What the task requires. Of all the lines below, output only those starting at the one with "165L67 252L58 256L36" and ending at the one with "positive clicks: (37, 206)", both ends included, exactly as written.
━━━━━━━━━━
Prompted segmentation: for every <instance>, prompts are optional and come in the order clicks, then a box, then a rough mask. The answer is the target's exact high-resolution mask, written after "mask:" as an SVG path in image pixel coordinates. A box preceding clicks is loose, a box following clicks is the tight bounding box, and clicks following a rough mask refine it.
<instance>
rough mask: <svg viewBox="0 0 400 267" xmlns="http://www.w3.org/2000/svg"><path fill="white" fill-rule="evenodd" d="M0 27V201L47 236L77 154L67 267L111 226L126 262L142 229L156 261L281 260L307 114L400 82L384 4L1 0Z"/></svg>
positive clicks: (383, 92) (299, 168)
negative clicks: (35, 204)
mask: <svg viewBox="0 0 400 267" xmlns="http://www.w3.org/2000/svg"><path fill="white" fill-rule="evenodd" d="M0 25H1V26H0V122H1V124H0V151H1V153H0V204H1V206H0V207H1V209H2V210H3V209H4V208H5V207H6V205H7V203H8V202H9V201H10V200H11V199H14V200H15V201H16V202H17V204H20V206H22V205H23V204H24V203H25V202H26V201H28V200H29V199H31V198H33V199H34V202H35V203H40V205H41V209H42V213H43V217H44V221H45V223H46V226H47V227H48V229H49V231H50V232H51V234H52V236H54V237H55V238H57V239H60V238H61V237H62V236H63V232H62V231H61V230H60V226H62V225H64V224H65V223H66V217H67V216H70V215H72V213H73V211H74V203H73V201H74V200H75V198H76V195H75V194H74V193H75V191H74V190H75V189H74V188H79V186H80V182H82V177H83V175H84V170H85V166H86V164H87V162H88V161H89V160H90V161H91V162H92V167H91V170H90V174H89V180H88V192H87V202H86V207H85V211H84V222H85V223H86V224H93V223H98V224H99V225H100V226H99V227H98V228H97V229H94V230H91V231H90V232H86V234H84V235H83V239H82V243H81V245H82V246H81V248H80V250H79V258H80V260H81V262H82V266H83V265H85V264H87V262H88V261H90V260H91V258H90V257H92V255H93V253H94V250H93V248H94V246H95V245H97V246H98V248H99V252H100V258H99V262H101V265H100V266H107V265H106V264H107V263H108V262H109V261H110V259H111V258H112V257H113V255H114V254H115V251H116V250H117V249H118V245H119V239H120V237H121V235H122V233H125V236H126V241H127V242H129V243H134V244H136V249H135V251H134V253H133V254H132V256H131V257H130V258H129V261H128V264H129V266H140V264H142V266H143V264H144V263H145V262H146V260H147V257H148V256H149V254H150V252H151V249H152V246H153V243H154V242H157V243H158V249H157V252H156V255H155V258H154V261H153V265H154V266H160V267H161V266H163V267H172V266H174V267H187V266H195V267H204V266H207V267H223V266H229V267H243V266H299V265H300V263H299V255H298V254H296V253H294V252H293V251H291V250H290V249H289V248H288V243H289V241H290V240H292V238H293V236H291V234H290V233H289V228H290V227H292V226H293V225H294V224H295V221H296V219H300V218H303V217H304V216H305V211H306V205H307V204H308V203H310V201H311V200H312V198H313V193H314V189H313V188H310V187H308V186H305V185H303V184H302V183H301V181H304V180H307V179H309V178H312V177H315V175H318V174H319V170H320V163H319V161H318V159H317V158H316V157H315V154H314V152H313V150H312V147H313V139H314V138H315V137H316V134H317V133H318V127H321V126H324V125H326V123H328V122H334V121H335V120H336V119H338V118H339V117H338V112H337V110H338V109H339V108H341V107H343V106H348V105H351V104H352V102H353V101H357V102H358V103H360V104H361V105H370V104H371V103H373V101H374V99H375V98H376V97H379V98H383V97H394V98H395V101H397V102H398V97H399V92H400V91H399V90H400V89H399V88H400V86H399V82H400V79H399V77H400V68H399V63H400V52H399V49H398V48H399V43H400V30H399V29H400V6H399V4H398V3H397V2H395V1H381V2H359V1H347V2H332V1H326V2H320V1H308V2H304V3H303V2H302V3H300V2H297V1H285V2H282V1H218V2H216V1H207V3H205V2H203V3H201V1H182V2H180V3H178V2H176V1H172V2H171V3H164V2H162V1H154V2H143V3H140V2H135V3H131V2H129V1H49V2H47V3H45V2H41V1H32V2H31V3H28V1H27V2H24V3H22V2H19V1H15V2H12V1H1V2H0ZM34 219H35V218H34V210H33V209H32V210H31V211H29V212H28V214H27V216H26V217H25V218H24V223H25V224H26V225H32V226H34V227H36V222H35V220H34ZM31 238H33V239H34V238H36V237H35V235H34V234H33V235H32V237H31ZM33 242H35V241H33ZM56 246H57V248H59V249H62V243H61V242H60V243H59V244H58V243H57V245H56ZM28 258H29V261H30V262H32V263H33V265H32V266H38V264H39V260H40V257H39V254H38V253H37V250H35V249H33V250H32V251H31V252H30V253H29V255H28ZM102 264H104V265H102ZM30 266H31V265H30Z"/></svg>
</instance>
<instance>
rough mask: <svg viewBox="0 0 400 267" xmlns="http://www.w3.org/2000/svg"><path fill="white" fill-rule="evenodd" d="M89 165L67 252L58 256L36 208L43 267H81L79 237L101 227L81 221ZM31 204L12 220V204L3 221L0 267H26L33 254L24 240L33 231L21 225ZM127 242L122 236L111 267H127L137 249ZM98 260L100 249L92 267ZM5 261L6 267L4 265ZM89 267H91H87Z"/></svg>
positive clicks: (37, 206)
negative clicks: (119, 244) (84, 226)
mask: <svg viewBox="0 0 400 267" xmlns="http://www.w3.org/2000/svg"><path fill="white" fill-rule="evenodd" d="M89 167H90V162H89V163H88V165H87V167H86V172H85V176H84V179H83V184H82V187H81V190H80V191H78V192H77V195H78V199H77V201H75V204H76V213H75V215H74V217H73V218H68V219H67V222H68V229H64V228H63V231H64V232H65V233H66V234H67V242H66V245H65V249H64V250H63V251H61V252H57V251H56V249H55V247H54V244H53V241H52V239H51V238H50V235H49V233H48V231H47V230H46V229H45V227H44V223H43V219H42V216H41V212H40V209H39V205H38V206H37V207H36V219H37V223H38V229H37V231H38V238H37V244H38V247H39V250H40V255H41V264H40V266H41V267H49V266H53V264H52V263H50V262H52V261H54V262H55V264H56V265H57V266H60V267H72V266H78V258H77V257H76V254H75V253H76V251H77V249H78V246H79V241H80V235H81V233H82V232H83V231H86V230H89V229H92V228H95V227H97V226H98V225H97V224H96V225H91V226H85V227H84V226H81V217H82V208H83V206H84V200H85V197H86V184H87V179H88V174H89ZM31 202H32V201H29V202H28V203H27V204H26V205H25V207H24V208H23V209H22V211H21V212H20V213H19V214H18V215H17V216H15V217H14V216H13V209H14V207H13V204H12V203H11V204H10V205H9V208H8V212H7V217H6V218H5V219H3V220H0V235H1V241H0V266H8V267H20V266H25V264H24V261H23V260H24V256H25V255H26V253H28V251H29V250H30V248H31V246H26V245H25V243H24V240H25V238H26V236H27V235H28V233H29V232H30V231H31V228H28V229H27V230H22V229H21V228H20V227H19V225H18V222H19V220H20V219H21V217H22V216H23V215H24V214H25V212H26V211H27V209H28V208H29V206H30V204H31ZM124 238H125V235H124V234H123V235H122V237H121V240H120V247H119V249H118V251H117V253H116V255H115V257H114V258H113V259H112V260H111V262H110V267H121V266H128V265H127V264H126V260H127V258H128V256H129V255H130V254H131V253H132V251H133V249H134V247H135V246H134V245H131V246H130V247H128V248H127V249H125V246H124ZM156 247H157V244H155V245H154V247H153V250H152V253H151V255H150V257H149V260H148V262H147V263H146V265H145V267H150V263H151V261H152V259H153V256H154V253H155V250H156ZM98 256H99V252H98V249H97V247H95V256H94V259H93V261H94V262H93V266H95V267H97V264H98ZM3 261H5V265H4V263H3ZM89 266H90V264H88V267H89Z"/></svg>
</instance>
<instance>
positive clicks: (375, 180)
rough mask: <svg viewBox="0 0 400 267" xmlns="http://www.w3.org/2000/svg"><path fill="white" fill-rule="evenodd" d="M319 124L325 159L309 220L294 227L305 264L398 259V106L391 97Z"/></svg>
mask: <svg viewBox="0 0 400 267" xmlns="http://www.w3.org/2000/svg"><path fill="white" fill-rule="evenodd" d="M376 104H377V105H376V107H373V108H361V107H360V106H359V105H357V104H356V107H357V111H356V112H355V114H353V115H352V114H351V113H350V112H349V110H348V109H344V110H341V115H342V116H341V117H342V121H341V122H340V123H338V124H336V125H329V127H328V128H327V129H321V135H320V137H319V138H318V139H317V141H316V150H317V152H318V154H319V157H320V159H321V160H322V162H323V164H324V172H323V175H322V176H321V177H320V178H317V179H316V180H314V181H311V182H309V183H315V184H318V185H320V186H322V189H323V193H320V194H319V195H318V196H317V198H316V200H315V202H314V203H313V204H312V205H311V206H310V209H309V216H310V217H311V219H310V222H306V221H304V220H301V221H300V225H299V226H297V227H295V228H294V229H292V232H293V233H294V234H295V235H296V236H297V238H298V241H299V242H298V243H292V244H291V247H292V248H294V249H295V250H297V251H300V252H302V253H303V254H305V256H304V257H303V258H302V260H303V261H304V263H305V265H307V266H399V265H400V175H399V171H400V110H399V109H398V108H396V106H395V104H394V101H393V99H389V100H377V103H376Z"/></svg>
━━━━━━━━━━
Reply.
rough mask: <svg viewBox="0 0 400 267" xmlns="http://www.w3.org/2000/svg"><path fill="white" fill-rule="evenodd" d="M89 165L67 252L58 256L36 208L43 267H81L79 237L101 227L81 221ZM31 204L12 220V204L3 221L0 267H26L33 254L24 240L33 231L21 225ZM127 242L122 236L111 267H127L137 249ZM98 260L100 249L92 267ZM5 261L6 267L4 265ZM89 267H91H87Z"/></svg>
positive clicks: (37, 206)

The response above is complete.